◆ **WORK REQUIRED**: Copy each entry verbatim, excluding its images.
RECORD EXCERPTS: Begin
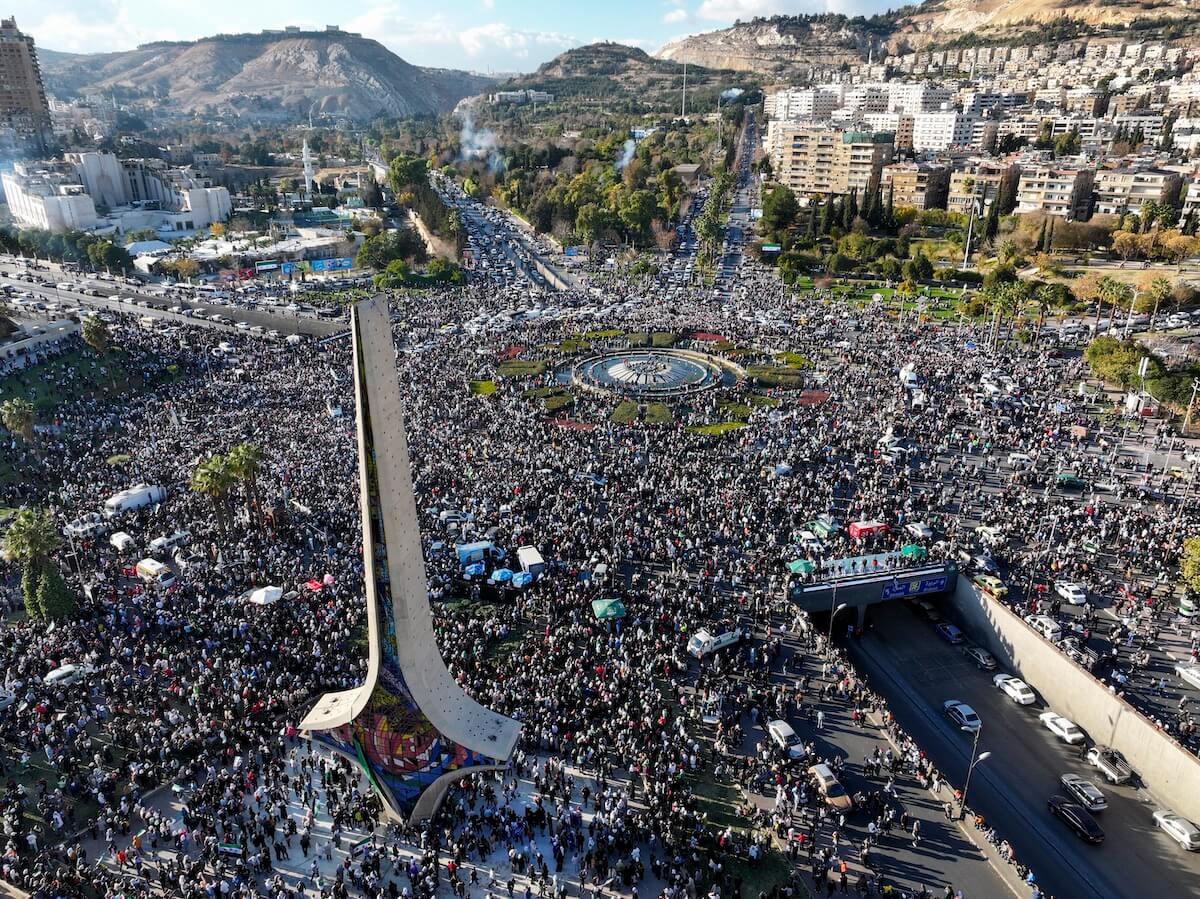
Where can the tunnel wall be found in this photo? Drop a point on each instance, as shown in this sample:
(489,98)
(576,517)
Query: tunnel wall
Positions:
(1169,771)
RECORD EXCERPTS: End
◆ **REPLY TO THE TASK**:
Where can the tunnel wall be found in this photo? Drop a point on each instance, as shown in this sample:
(489,98)
(576,517)
Query: tunnel wall
Positions:
(1169,771)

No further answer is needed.